>>>
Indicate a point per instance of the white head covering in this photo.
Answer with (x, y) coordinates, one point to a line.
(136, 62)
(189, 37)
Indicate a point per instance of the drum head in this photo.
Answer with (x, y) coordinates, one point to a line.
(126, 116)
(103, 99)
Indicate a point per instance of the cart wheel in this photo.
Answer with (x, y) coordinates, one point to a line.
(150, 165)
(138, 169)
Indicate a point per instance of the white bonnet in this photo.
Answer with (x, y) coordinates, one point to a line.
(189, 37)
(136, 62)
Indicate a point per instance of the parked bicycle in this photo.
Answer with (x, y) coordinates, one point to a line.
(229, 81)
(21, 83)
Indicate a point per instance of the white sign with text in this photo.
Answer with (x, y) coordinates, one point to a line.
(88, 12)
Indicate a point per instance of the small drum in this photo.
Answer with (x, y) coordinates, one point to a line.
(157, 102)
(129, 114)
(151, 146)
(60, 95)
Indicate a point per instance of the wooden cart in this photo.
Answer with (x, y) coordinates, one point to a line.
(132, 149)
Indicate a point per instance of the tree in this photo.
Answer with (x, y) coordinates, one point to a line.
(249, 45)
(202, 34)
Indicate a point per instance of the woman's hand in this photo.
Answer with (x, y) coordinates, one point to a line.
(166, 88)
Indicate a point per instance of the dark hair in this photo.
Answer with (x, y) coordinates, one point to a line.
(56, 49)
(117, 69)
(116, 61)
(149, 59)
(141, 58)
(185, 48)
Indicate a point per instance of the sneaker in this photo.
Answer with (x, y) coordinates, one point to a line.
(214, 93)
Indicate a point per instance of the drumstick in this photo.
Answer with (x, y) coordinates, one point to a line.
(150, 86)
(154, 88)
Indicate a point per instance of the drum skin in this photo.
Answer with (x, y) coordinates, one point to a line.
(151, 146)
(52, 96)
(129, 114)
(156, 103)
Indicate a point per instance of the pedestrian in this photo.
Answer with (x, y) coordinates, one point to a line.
<<<
>>>
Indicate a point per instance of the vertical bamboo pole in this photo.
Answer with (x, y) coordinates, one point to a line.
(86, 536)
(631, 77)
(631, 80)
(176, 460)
<<<
◆ **Challenge**: Copy out every line of the items above that contains the word "white". Case counts.

◆ **Final result**:
Indicate a point per instance of the white head covering in this photo.
Indicate a point per instance of the white bonnet in this photo.
Indicate a point per instance of the white sign with text in this photo.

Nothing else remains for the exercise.